Document excerpt
==*==

What to do with old Christmas Cards? 8 Simply Great Ideas!

 

I was just starting to clean up after the holidays and I gathered up all the beautiful Christmas cards that were sent to me. I was so blessed to receive an abundance of Christmas cards this year and I had loved opening up the mail every day and hanging the cards around the house. Some of these cards are so pretty, with glitter and 3-D details, or even just a lovely holiday scene on the cover. It seemed like such a waste to just throw them in the garbage and certainly not very environmentally friendly or “Green”. I went through them and saved some of the more special cards like “Baby’s First Holiday”, or some cards that I wanted to keep from special friends and relatives. But then what to do with this big pile of cards? I started to ask my friends, family and other moms and I was bombarded with helpful and creative suggestions, since everyone, it seemed, was looking for solutions to this holiday dilemma. I thought I would post some of the ideas here.


What to do with old Christmas Cards?

 
1. Gifts Tags for next year. You can cut out the front of the card (make creative shapes by following the design on the card), and then write your “To” and “From” on the back. Cut out the main picture- like Frosty the snowman, or Rudolph and then just punch a hole in it to tie on to your packages.
2. Post Cards. I am not sure if many people use postcards anymore, but if you do, cut your old Christmas cards in half keeping the picture side. This is not only a pretty suggestion, but postcards are cheaper to send then regular cards so it may save you money too.

==*==

Recorded information
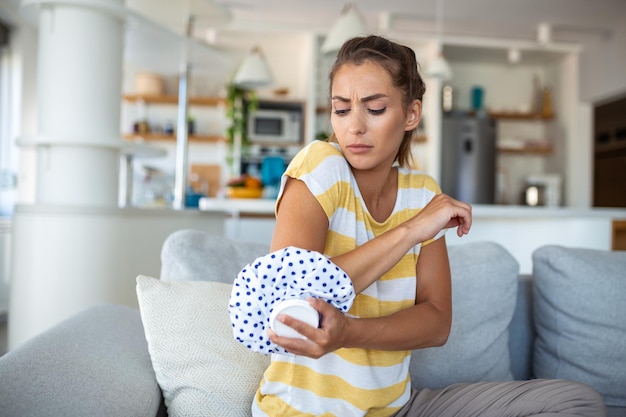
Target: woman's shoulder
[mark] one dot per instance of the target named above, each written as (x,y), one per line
(411,178)
(316,154)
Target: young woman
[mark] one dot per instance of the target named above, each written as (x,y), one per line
(355,200)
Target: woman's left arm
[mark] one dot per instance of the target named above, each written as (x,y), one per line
(426,324)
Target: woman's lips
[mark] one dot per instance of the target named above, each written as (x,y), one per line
(358,148)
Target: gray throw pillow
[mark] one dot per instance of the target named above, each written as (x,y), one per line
(484,292)
(580,314)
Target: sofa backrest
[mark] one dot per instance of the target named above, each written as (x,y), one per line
(194,255)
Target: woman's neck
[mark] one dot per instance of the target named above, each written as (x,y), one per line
(379,192)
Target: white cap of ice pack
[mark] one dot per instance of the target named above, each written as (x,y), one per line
(298,309)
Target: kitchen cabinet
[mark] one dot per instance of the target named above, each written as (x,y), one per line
(527,142)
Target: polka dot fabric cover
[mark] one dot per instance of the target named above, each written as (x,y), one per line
(285,274)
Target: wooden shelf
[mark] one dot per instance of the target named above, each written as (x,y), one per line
(163,137)
(520,116)
(528,150)
(169,99)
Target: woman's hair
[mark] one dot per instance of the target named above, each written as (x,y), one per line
(400,63)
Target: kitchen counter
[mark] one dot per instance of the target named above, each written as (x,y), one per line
(239,207)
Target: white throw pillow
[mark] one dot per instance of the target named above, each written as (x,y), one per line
(200,368)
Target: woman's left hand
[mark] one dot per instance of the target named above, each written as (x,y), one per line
(328,337)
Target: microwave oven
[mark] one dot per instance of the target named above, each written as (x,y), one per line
(276,125)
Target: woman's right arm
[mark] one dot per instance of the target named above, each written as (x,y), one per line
(302,222)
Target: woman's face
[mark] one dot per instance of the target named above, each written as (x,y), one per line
(368,116)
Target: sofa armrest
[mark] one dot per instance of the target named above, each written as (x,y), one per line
(93,364)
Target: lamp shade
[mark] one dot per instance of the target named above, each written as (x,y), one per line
(348,25)
(439,68)
(253,71)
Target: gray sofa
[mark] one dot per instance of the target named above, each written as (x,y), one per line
(565,321)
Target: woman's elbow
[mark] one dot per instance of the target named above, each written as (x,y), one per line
(444,331)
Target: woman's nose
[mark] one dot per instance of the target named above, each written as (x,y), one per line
(357,122)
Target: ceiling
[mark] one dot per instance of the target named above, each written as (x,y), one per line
(518,20)
(503,18)
(569,20)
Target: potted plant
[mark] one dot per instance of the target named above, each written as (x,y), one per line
(239,102)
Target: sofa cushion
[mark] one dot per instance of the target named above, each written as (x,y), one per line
(484,291)
(95,363)
(200,368)
(580,315)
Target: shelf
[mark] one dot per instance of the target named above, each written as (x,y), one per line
(528,150)
(163,137)
(520,116)
(170,99)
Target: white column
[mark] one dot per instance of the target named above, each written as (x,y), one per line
(60,263)
(79,83)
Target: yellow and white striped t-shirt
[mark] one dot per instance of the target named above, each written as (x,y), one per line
(349,382)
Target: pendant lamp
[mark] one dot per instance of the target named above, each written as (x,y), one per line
(439,68)
(253,71)
(348,25)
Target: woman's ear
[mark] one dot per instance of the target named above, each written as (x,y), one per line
(414,115)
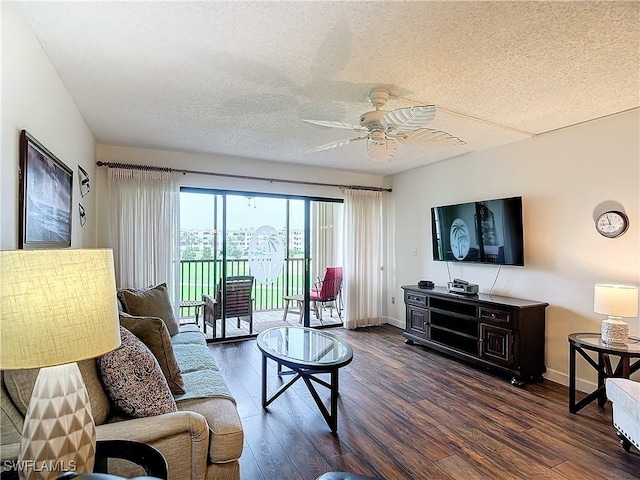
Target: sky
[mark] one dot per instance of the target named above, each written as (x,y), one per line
(196,211)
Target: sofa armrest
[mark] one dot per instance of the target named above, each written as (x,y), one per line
(182,437)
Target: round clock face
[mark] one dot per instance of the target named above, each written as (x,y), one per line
(612,224)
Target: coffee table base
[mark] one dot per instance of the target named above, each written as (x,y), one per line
(307,374)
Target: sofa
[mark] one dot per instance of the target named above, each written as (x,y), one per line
(625,397)
(201,437)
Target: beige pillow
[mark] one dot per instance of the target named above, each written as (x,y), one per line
(154,334)
(20,383)
(150,302)
(133,379)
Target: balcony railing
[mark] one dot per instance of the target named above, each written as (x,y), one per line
(198,277)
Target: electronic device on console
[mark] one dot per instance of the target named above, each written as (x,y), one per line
(462,286)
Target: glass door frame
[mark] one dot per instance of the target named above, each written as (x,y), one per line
(307,283)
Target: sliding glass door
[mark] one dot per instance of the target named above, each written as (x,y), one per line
(278,247)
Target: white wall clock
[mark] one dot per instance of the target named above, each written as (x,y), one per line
(612,224)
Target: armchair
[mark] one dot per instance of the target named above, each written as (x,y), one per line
(237,303)
(328,291)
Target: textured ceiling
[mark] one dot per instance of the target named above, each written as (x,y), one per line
(237,78)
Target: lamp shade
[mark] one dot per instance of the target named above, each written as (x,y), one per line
(57,306)
(616,300)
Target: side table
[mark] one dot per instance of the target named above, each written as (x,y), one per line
(192,304)
(583,342)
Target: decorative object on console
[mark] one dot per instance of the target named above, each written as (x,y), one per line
(612,224)
(58,307)
(616,301)
(46,187)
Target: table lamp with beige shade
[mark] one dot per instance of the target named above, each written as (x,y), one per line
(617,302)
(57,307)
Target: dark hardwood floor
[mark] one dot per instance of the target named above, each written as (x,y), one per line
(406,412)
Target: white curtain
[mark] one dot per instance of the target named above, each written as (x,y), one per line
(363,257)
(144,209)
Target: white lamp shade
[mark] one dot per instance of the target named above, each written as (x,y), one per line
(616,300)
(57,306)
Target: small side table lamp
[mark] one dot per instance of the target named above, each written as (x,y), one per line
(616,301)
(57,307)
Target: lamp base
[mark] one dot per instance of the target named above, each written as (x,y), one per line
(615,330)
(59,432)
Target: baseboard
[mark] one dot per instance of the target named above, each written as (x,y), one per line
(395,322)
(585,386)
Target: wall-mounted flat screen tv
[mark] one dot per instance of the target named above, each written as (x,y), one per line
(489,231)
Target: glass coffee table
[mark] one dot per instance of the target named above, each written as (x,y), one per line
(306,353)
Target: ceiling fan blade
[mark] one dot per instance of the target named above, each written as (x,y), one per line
(427,136)
(382,150)
(326,123)
(408,117)
(328,146)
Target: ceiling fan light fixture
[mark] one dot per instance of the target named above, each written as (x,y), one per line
(382,128)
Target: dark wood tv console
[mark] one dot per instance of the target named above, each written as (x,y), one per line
(502,334)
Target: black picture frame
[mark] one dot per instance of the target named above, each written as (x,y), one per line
(46,196)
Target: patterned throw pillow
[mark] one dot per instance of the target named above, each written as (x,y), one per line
(154,334)
(133,379)
(150,302)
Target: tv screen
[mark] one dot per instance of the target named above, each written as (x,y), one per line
(489,231)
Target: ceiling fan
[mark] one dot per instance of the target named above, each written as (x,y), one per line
(383,129)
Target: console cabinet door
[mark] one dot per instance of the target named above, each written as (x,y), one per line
(496,344)
(417,321)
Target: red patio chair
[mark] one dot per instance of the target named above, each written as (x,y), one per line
(327,292)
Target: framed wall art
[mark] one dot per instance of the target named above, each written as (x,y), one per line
(46,190)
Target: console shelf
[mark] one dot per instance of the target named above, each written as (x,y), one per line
(497,333)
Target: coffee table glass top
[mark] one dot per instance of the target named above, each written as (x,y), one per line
(594,341)
(305,346)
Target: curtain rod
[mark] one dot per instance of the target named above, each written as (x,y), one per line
(133,166)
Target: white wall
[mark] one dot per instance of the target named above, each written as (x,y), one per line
(231,166)
(563,177)
(34,99)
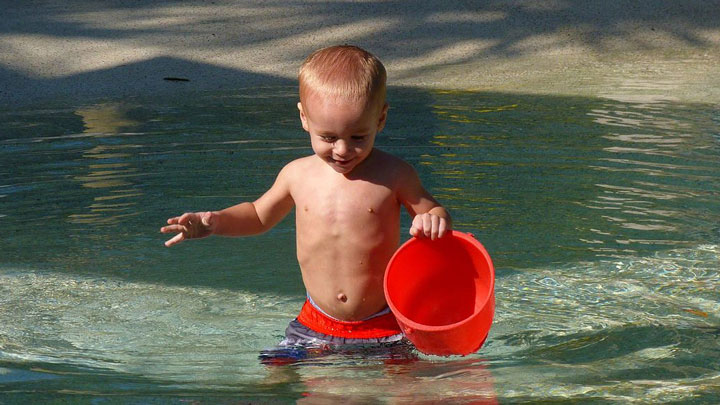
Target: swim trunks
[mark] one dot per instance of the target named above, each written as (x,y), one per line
(313,326)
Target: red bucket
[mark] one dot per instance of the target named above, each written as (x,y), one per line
(442,293)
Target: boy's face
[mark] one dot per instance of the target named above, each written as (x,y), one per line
(342,132)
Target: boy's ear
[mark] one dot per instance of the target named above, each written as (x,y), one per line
(303,117)
(383,117)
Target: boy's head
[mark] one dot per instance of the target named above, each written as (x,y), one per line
(344,72)
(342,104)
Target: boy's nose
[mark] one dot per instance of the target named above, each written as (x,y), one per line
(340,147)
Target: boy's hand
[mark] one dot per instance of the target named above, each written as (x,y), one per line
(190,226)
(429,226)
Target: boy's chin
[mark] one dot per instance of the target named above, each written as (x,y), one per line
(345,167)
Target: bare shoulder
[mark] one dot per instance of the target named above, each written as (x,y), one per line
(296,167)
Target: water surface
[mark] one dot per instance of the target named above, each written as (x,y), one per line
(601,215)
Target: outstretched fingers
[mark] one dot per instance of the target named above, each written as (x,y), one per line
(175,239)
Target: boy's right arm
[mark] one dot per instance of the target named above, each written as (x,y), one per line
(239,220)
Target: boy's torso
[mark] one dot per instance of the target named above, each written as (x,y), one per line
(348,227)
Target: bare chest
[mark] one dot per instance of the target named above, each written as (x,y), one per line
(355,204)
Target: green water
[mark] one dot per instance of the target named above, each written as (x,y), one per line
(602,218)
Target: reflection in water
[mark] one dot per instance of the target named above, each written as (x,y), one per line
(111,170)
(601,217)
(627,164)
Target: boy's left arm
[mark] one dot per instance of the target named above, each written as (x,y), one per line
(430,219)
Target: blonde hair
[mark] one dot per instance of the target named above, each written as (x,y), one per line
(344,71)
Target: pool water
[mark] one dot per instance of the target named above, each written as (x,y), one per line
(602,216)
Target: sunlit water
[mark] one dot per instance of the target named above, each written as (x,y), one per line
(602,217)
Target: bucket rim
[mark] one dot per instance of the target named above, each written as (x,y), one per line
(469,237)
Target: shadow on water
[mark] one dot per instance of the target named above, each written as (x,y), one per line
(538,179)
(595,203)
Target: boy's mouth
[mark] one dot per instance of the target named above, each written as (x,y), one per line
(342,162)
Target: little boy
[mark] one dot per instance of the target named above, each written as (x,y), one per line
(347,198)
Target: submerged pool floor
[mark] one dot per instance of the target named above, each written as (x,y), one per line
(602,218)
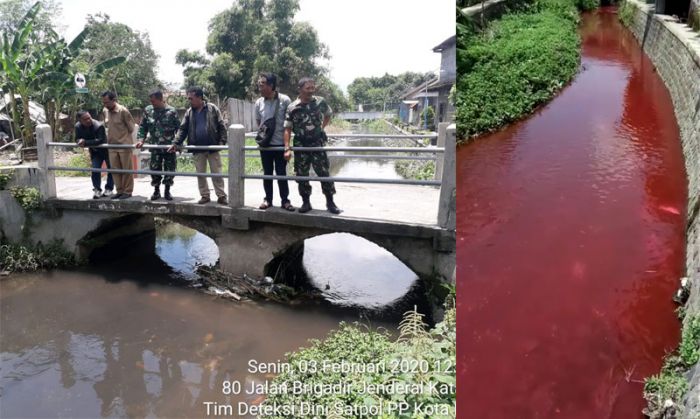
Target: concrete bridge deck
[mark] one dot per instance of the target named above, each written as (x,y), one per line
(404,210)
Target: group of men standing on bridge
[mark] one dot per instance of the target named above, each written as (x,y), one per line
(203,125)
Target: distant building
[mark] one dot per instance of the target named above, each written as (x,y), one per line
(434,92)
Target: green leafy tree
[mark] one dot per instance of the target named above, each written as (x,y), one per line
(46,19)
(39,64)
(133,78)
(256,36)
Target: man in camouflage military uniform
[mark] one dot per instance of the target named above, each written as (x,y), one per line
(158,126)
(307,117)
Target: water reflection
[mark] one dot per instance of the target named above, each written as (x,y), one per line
(570,232)
(183,248)
(98,348)
(352,271)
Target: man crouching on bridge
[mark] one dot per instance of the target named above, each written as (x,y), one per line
(90,133)
(307,117)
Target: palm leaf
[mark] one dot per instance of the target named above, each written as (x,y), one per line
(77,42)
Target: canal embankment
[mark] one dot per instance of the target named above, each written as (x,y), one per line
(675,51)
(512,63)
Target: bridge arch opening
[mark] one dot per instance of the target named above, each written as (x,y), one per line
(150,245)
(349,271)
(183,248)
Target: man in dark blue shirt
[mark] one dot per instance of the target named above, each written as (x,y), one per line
(90,133)
(203,125)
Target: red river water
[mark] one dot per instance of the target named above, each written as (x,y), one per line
(571,243)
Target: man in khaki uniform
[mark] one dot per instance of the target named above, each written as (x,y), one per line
(120,126)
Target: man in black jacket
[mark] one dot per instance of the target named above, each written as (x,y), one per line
(90,133)
(203,125)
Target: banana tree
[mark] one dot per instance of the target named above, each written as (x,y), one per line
(55,85)
(21,60)
(43,68)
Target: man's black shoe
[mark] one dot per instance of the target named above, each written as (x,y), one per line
(167,195)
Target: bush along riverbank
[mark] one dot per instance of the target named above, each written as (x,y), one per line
(516,63)
(667,391)
(26,256)
(357,371)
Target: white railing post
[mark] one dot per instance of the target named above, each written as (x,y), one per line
(236,165)
(447,210)
(440,158)
(47,179)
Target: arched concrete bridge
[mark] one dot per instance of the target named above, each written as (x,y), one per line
(415,223)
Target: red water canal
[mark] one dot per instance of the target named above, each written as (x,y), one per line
(571,244)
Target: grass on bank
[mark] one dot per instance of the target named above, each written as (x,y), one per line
(671,383)
(516,64)
(418,357)
(34,257)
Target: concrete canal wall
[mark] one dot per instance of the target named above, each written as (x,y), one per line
(675,51)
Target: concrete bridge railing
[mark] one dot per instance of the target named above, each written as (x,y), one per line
(444,155)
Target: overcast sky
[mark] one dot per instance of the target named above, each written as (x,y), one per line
(365,37)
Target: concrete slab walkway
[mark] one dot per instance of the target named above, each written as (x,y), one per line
(398,203)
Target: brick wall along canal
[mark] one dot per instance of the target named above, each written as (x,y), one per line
(571,243)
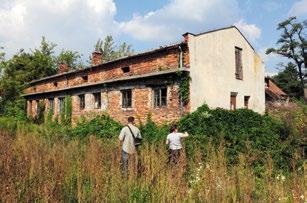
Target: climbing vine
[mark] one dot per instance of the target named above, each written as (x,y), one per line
(40,112)
(67,111)
(184,87)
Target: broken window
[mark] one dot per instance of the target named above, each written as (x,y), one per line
(97,98)
(30,107)
(127,98)
(61,104)
(239,68)
(81,101)
(160,97)
(126,69)
(233,100)
(246,100)
(85,78)
(51,105)
(37,109)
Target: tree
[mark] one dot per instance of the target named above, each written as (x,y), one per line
(291,44)
(71,58)
(288,80)
(2,54)
(110,50)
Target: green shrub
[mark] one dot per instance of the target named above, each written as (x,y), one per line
(243,131)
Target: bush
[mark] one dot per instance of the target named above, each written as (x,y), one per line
(242,131)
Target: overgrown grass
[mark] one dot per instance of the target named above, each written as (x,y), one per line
(33,170)
(52,163)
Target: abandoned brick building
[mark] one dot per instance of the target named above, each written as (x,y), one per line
(222,67)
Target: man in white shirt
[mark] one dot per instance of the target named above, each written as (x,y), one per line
(126,138)
(174,141)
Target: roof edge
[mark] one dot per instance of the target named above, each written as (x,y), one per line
(161,48)
(223,28)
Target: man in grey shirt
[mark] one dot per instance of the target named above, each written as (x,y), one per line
(128,145)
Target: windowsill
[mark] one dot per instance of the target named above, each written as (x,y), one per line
(160,107)
(127,109)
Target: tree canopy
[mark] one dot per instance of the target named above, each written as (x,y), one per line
(288,80)
(291,45)
(110,50)
(24,67)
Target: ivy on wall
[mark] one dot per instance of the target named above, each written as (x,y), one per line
(39,119)
(184,86)
(67,111)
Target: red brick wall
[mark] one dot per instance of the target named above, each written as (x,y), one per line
(142,97)
(168,59)
(142,105)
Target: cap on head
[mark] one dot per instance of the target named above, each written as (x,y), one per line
(130,119)
(173,128)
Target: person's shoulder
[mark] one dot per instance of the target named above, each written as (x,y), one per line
(124,128)
(178,134)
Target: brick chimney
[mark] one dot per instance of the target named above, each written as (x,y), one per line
(186,37)
(63,67)
(96,58)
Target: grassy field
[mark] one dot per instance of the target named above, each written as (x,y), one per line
(37,166)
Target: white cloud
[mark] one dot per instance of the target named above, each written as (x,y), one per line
(77,24)
(180,16)
(73,24)
(299,8)
(251,31)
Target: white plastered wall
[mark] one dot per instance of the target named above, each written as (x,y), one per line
(212,62)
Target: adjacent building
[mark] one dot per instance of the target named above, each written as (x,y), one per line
(219,68)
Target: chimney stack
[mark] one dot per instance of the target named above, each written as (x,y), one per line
(63,67)
(186,37)
(96,58)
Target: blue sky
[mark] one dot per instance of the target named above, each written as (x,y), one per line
(77,24)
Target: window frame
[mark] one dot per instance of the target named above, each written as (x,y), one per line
(61,105)
(238,63)
(51,107)
(159,100)
(246,101)
(125,69)
(233,102)
(81,98)
(126,102)
(97,95)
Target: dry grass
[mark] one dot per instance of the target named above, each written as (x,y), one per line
(33,169)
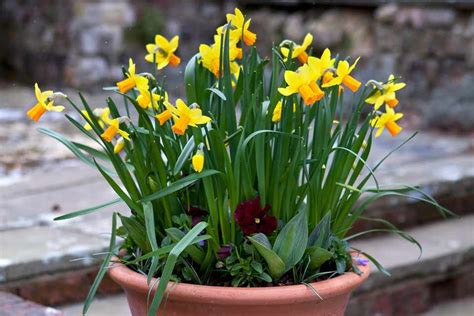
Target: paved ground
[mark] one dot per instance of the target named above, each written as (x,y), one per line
(117,306)
(39,180)
(444,243)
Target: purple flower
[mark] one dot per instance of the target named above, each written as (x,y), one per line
(362,261)
(253,219)
(196,214)
(224,251)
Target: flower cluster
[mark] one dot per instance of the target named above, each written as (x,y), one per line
(254,173)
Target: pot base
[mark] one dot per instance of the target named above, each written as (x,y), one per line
(182,299)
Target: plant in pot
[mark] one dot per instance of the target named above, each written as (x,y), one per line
(242,196)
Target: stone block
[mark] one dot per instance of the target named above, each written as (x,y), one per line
(92,13)
(12,305)
(34,251)
(104,39)
(87,71)
(386,13)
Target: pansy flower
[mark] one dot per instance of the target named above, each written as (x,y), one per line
(254,219)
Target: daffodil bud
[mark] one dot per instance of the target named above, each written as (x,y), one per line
(198,161)
(119,145)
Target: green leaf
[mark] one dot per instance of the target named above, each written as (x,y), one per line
(135,231)
(320,235)
(185,153)
(291,242)
(86,210)
(196,253)
(170,263)
(189,79)
(275,263)
(318,256)
(103,268)
(218,93)
(178,185)
(74,149)
(151,234)
(117,188)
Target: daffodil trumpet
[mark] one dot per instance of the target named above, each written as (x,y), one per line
(45,102)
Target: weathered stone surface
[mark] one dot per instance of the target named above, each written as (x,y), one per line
(12,305)
(113,305)
(417,283)
(58,288)
(38,250)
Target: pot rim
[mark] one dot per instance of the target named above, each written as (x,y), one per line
(346,283)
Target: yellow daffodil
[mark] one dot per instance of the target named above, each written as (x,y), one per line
(343,76)
(198,161)
(45,103)
(387,120)
(299,51)
(303,81)
(162,52)
(210,56)
(132,80)
(323,66)
(185,116)
(114,129)
(240,28)
(276,116)
(164,116)
(147,99)
(103,115)
(386,94)
(119,145)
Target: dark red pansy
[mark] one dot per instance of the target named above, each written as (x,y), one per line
(224,251)
(196,214)
(253,219)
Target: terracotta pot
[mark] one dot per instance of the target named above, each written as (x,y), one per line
(197,300)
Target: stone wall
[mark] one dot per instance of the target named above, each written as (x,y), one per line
(432,48)
(84,43)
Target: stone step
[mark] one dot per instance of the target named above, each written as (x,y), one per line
(12,305)
(441,276)
(443,272)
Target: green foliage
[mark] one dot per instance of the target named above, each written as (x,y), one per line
(309,170)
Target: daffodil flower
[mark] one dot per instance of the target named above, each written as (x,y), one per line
(240,27)
(276,116)
(103,115)
(303,81)
(45,103)
(210,56)
(147,99)
(119,145)
(132,80)
(114,129)
(162,52)
(386,94)
(387,120)
(198,161)
(299,51)
(343,76)
(185,116)
(323,66)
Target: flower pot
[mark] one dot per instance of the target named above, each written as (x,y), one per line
(190,299)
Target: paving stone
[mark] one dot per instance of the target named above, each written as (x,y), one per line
(114,305)
(443,272)
(463,307)
(12,305)
(34,251)
(23,202)
(446,246)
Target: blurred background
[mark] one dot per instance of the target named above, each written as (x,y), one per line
(81,45)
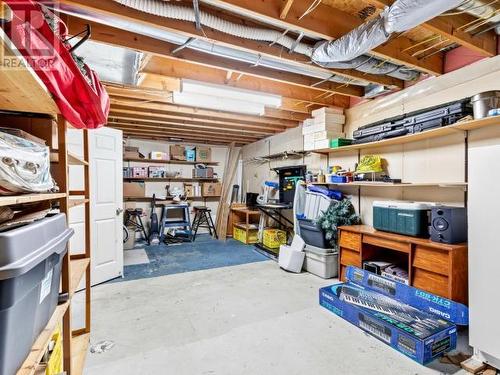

==*==

Task instructions
Write the next part of the post on reusing old Christmas cards, picking up right after its last sentence.

Response
3. Donate them for craft projects. After some research I found out that many schools, senior centers and other programs use old cards for craft projects. Contact your local library, school, senior center, church, boy scout or girl scout chapter to see if they would want them.
4. Gift Bags for next year. Cut off the front part and paste them on regular brown shopping bags (the ones with the handles) to use as gift bags for the following Christmas. I thought it was a great idea, if you have the time. This is earth friendly, recycles old brown grocery bags and Christmas cards at once!
5. Scrap booking Embellishments. Some cards are so pretty, why not save the best parts of the cards for scrap booking. Gold and scalloped borders look so nice around pictures and you can use your fancy scissors to cut out the other shapes and decorative items for your holiday scrapbooks.
6.Table Place Cards. If you either cut out strips or just use cards that will fold nicely, you can make table place cards for your next holiday dinner. Just get a paint marker to write out everyone’s names on the front of each one.
7. Have the kids make tree ornaments. Get some lace, beads, ribbon, or whatever scraps you have around the house. Get some of Alene’s Tacky Glue and glue the inside to the outside that way they will not come apart. They are super thick and then add some lace around the edges, or decorate however you like. Maybe get some glittered glue and highlight some areas to make it look like it is sparkling. Let the kids be creative! Put a hole on the edge and make original tree ornaments out of them.
8. Donate them to St. Jude’s Ranch! For a while the program was suspended, but I was so happy to hear that this year they are accepting donations again!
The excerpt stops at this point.